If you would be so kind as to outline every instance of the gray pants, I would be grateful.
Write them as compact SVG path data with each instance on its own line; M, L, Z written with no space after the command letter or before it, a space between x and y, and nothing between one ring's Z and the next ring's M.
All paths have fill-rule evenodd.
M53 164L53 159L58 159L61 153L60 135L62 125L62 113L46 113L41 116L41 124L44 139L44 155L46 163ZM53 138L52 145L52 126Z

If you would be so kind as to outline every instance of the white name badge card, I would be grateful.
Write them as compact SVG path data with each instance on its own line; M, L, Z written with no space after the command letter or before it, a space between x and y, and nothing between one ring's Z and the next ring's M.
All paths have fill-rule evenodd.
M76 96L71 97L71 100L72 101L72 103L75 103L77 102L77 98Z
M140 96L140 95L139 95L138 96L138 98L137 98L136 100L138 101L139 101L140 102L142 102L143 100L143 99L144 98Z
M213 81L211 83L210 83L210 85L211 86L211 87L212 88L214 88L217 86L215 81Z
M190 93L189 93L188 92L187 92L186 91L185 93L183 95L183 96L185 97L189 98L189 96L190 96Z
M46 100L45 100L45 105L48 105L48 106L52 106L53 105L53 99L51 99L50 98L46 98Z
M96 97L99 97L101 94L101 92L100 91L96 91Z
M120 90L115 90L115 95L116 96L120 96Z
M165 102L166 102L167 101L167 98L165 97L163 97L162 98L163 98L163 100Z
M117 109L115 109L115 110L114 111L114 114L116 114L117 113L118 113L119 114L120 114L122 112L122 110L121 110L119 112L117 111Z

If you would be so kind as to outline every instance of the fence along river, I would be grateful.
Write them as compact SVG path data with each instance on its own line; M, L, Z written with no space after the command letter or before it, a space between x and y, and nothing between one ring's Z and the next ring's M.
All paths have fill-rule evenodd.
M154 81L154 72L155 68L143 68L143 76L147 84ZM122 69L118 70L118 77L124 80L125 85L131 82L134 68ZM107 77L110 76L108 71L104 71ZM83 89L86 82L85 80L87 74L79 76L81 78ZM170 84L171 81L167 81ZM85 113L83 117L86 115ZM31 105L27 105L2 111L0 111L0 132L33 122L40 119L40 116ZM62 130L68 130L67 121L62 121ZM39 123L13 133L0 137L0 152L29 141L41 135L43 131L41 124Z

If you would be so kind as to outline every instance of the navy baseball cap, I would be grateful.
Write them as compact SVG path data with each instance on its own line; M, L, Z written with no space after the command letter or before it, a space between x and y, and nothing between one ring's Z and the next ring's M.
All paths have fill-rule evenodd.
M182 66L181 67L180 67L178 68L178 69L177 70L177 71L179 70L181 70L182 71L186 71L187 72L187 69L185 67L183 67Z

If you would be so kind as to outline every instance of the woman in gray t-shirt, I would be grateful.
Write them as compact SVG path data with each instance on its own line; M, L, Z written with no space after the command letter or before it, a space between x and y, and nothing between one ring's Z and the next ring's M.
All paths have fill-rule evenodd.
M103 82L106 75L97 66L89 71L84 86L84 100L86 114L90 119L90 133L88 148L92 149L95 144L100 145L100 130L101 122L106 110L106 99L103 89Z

⁂

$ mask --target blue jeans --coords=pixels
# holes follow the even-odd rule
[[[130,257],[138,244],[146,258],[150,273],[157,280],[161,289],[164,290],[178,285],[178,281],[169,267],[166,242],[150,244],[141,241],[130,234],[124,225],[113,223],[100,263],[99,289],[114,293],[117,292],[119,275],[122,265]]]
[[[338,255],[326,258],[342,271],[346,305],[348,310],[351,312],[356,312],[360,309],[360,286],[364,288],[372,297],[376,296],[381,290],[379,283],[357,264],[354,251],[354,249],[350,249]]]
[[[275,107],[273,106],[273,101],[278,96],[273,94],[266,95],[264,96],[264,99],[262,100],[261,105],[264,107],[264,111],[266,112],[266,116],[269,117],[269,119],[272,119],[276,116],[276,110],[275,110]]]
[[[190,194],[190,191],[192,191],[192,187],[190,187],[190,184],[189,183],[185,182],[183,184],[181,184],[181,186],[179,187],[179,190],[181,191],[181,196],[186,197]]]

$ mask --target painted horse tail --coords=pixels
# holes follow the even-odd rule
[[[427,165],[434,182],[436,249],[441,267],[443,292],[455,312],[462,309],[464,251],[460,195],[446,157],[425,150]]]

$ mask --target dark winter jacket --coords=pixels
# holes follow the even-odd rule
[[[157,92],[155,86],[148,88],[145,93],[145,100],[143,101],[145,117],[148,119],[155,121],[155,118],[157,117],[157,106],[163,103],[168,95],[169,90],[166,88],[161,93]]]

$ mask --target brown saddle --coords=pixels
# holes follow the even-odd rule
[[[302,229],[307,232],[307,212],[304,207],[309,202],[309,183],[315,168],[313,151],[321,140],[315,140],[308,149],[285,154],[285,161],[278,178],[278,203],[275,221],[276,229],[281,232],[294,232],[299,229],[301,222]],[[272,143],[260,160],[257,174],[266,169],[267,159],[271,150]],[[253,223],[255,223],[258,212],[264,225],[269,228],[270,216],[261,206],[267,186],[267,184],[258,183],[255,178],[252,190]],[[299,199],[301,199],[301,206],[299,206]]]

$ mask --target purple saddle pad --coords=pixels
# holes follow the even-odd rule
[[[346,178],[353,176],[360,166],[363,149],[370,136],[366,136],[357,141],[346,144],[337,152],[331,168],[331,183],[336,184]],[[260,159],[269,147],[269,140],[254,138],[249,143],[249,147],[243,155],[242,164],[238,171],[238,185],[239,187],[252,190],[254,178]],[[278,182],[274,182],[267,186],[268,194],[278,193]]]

⁂

• [Exercise description]:
Please recast the material as a two-column CSV with the headers text and answer, beginning at the line that has "pants, I would be grateful." and stopping after the line that has "M53 164L53 159L58". Give one row for each text and its answer, put each field in double quotes, and turn any line breaks inside a field into spaces.

• [Exercise output]:
text,answer
"If you would be so kind as to outline every instance of the gray pants, I would be grateful. Write them as compact SVG path data with each instance on its own line; M, L, Z written with no space after the command letter or before it, a space between x and y, and nothing between one ring's Z and the next ring's M. All paths have fill-rule evenodd.","M53 164L53 159L58 159L61 153L60 135L62 125L62 113L46 113L41 116L41 124L44 139L44 155L46 163ZM53 138L52 145L52 126Z"